--- Fragment tekstu ---
Najważniejsze: zmiany mają zmierzać do stworzenia elektronicznej platformy poszukiwaczy, ich własnych poszukiwań oraz znalezisk. Platforma ma również umożliwić elektroniczny obieg dokumentów, a uzyskanie możliwości legalnego wyjścia „w pole” na poszukiwania ma być tak proste jak, cytujemy ze spotkania, „uzyskanie 500+ za pomocą aplikacji online”. Takie cele wskazała 25.05.2020 r. dyr. Departamentu Ochrony Zabytków MKiDN dr. hab. Katarzyna Zalasińska.
Zatem nie wychodząc z domu, nie biegając na pocztę i nie czekając na listonosza, uzyskamy pewność, że nasze poszukiwania będą zgodne z prawem. Ma to się odbywać w trybie zgłoszenia, zatem takim, w którym wystarczy, że urząd nam nie odpowie w określonym terminie, a będzie to oznaczało automatyczną milczącą zgodę. Oczywiście pod warunkiem, że – podobnie jak z 500+ – będziemy do tego uprawnieni.
--- Wykaz ---
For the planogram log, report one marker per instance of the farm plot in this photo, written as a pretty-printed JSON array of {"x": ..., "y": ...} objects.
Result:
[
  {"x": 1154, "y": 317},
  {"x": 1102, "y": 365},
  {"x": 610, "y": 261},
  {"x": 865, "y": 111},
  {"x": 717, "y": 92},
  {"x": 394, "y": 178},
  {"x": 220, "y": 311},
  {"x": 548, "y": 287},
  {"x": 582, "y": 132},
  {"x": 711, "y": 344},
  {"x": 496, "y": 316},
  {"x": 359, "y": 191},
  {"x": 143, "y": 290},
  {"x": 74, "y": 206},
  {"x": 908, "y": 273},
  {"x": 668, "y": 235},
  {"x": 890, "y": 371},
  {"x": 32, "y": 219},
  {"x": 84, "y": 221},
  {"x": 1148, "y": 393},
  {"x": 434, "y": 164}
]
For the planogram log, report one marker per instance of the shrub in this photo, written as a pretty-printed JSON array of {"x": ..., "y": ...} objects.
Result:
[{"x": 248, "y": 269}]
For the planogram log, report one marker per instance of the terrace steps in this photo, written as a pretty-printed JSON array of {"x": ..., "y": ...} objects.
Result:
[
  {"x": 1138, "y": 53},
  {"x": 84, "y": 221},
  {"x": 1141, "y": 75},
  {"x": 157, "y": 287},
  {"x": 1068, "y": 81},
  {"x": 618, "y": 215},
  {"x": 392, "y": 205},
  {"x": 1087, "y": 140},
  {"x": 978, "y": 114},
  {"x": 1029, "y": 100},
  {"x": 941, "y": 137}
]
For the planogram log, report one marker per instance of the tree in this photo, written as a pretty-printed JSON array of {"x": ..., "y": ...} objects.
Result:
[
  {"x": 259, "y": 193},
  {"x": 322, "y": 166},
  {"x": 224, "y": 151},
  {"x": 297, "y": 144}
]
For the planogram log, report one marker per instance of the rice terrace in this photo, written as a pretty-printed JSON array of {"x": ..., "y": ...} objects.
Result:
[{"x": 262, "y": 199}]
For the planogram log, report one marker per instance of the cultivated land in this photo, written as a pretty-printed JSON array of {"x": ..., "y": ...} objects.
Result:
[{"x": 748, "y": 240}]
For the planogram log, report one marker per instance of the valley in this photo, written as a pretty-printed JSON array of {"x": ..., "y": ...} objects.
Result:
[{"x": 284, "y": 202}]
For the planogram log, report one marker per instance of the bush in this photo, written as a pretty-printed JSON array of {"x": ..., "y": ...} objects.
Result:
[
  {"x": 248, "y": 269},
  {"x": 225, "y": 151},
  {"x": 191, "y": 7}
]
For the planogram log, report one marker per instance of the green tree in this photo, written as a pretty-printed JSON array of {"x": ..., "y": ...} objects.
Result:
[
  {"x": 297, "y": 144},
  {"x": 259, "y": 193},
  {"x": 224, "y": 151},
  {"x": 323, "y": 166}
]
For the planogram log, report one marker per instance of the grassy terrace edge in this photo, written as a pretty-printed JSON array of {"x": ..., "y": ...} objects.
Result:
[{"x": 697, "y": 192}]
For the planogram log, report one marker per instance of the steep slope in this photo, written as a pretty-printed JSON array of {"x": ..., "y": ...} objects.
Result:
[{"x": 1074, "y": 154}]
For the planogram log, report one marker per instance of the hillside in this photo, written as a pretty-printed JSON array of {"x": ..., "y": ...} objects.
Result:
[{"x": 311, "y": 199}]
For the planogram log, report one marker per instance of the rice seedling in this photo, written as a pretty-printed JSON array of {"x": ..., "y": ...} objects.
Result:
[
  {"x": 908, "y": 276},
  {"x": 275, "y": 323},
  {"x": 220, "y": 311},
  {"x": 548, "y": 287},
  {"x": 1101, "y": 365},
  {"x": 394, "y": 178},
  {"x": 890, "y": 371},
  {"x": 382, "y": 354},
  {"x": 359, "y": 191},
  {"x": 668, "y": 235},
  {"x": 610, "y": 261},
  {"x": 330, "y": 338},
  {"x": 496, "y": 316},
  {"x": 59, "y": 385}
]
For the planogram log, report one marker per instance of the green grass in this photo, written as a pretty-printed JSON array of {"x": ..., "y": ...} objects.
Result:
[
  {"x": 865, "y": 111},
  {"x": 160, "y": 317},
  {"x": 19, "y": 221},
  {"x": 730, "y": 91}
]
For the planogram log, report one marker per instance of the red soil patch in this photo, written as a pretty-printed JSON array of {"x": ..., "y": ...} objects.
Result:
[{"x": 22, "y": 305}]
---
→ Cel 1
W jakim trybie, według fragmentu tekstu, ma się odbywać uzyskiwanie zgody na poszukiwania?
→ Cel 2
Proszę przepisać z fragmentu tekstu dokładnie część między słowami „Zatem nie wychodząc” a „do tego uprawnieni.”, łącznie z nimi.
Pozycje nie mają tu żadnego znaczenia.

→ Wynik ćwiczenia 1
W trybie zgłoszenia.

→ Wynik ćwiczenia 2
Zatem nie wychodząc z domu, nie biegając na pocztę i nie czekając na listonosza, uzyskamy pewność, że nasze poszukiwania będą zgodne z prawem. Ma to się odbywać w trybie zgłoszenia, zatem takim, w którym wystarczy, że urząd nam nie odpowie w określonym terminie, a będzie to oznaczało automatyczną milczącą zgodę. Oczywiście pod warunkiem, że – podobnie jak z 500+ – będziemy do tego uprawnieni.